>> begin EXCERPT PROVIDED
Public Opinion and Government
The relationship between public opinion polls and government action is murkier than that between polls and elections. Like the news media and campaign staffers, members of the three branches of government are aware of public opinion. But do politicians use public opinion polls to guide their decisions and actions?
The short answer is “sometimes.” The public is not perfectly informed about politics, so politicians realize public opinion may not always be the right choice. Yet many political studies, from the American Voterin the 1920s to the American Voter Revisited in the 2000s, have found that voters behave rationally despite having limited information. Individual citizens do not take the time to become fully informed about all aspects of politics, yet their collective behavior and the opinions they hold as a group make sense. They appear to be informed just enough, using preferences like their political ideology and party membership, to make decisions and hold politicians accountable during an election year.
Overall, the collective public opinion of a country changes over time, even if party membership or ideology does not change dramatically. As James Stimson’s prominent study found, the public’s mood, or collective opinion, can become more or less liberal from decade to decade. While the initial study on public mood revealed that the economy has a profound effect on American opinion,104 further studies have gone beyond to determine whether public opinion, and its relative liberalness, in turn affect politicians and institutions. This idea does not argue that opinion never affects policy directly, rather that collective opinion also affects the politician’s decisions on policy.105
Individually, of course, politicians cannot predict what will happen in the future or who will oppose them in the next few elections. They can look to see where the public is in agreement as a body. If public mood changes, the politicians may change positions to match the public mood. The more savvy politicians look carefully to recognize when shifts occur. When the public is more or less liberal, the politicians may make slight adjustments to their behavior to match. Politicians who frequently seek to win office, like House members, will pay attention to the long- and short-term changes in opinion. By doing this, they will be less likely to lose on Election Day.106 Presidents and justices, on the other hand, present a more complex picture.
Public opinion of the president is different from public opinion of Congress. Congress is an institution of 535 members, and opinion polls look at both the institution and its individual members. The president is both a person and the head of an institution. The media pays close attention to any president’s actions, and the public is generally well informed and aware of the office and its current occupant. Perhaps this is why public opinion has an inconsistent effect on presidents’ decisions. As early as Franklin D. Roosevelt’s administration in the 1930s, presidents have regularly polled the public, and since Richard Nixon’s term (1969–1974), they have admitted to using polling as part of the decision-making process.
Presidential responsiveness to public opinion has been measured in a number of ways, each of which tells us something about the effect of opinion. One study examined whether presidents responded to public opinion by determining how often they wrote amicus briefs and asked the court to affirm or reverse cases. It found that the public’s liberal (or non-liberal) mood had an effect, causing presidents to pursue and file briefs in different cases.107 But another author found that the public’s level of liberalness is ignored when conservative presidents, such as Ronald Reagan or George W. Bush, are elected and try to lead. In one example, our five most recent presidents’ moods varied from liberal to non-liberal, while public sentiment stayed consistently liberal.108 While the public supported liberal approaches to policy, presidential action varied from liberal to non-liberal.
>> end EXCERPT PROVIDED
>> begin SUPPLIED ENTRIES
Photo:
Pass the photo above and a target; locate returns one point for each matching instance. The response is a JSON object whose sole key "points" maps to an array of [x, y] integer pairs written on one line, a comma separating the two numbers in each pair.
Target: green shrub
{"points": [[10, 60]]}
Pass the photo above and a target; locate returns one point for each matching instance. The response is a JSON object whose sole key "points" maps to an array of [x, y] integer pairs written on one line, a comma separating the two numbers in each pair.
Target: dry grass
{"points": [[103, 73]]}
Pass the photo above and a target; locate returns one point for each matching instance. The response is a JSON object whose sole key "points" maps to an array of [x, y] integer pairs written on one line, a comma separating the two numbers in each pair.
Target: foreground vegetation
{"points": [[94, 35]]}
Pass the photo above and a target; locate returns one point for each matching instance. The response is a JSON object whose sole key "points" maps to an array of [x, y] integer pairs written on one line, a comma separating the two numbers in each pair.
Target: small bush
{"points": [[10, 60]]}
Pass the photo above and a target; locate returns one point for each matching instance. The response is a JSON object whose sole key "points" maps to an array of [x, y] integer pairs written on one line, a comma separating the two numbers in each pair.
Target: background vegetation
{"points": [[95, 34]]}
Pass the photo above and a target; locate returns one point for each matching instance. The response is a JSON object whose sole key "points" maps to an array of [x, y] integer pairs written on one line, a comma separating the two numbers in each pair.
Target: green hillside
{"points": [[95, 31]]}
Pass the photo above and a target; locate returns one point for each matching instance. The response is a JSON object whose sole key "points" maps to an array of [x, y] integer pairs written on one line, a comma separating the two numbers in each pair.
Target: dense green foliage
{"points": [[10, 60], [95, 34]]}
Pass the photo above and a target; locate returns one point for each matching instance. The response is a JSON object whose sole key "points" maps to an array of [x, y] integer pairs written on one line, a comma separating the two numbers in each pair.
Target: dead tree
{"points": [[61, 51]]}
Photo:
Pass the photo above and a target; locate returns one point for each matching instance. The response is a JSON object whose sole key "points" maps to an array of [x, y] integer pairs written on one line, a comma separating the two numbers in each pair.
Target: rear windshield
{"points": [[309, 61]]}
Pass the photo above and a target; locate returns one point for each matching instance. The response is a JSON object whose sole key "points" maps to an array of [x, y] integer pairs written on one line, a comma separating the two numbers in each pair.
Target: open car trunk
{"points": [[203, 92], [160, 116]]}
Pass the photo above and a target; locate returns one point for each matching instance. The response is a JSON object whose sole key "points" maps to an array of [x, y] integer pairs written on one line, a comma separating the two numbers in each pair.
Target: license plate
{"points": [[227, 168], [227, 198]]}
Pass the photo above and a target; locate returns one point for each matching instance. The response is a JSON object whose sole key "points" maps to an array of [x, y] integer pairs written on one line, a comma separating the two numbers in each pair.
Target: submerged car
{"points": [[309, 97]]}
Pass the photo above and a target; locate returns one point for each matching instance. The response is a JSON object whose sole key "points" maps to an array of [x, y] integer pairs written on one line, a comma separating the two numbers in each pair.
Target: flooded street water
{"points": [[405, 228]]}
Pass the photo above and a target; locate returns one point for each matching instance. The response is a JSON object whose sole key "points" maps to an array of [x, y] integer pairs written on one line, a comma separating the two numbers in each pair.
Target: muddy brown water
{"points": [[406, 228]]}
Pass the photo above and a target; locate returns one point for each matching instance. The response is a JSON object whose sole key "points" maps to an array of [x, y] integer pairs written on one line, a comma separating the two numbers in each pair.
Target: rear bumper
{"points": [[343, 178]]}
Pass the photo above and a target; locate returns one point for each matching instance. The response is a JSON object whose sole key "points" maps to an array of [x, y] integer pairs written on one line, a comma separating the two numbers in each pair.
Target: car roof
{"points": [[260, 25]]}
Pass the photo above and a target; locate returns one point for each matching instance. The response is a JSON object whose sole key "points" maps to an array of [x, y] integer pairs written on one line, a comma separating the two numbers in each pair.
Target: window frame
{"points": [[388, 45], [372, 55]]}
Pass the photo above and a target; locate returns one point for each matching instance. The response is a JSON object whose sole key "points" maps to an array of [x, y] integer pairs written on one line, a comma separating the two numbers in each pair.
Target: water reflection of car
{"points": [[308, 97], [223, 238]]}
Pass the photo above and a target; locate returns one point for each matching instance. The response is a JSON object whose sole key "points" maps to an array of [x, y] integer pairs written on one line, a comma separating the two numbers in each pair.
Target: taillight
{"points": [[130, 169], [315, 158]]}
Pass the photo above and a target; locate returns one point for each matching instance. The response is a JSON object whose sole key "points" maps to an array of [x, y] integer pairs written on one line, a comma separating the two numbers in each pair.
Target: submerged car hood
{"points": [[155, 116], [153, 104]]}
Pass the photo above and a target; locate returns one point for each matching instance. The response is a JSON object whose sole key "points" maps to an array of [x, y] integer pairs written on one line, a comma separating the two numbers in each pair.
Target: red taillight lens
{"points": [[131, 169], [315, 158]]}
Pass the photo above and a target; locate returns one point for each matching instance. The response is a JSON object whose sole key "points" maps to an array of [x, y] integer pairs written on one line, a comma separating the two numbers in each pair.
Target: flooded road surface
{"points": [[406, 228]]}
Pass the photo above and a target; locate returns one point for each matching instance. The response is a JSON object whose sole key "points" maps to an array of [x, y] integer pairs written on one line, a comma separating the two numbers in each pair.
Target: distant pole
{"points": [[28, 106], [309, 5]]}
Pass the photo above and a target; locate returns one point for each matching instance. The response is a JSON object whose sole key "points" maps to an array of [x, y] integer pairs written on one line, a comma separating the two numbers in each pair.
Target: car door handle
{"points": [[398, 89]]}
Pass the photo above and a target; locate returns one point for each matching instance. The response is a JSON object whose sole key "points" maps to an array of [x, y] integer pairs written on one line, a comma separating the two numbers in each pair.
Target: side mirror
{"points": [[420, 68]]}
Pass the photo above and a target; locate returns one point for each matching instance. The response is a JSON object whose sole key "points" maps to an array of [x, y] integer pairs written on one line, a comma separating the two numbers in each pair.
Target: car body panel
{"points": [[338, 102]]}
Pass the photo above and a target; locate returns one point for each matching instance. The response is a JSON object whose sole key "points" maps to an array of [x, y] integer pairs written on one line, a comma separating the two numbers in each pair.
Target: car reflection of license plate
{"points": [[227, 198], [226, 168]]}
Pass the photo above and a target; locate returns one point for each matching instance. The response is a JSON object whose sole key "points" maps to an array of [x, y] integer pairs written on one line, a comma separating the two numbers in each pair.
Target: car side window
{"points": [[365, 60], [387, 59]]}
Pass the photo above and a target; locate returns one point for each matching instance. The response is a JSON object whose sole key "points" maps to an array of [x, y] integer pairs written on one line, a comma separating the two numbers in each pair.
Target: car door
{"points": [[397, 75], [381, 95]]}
>> end SUPPLIED ENTRIES
STATED TASK 1: Rewrite the excerpt on public opinion and government starting at "Public opinion of the" and ending at "the decision-making process.", replacing "institution" with "body" throughout that span.
STATED TASK 2: Identify each line in the entries that contains the word "rear", and copy those lines out in full.

CORRECT OUTPUT 1:
Public opinion of the president is different from public opinion of Congress. Congress is an body of 535 members, and opinion polls look at both the body and its individual members. The president is both a person and the head of an body. The media pays close attention to any president’s actions, and the public is generally well informed and aware of the office and its current occupant. Perhaps this is why public opinion has an inconsistent effect on presidents’ decisions. As early as Franklin D. Roosevelt’s administration in the 1930s, presidents have regularly polled the public, and since Richard Nixon’s term (1969–1974), they have admitted to using polling as part of the decision-making process.

CORRECT OUTPUT 2:
Target: rear windshield
Target: rear bumper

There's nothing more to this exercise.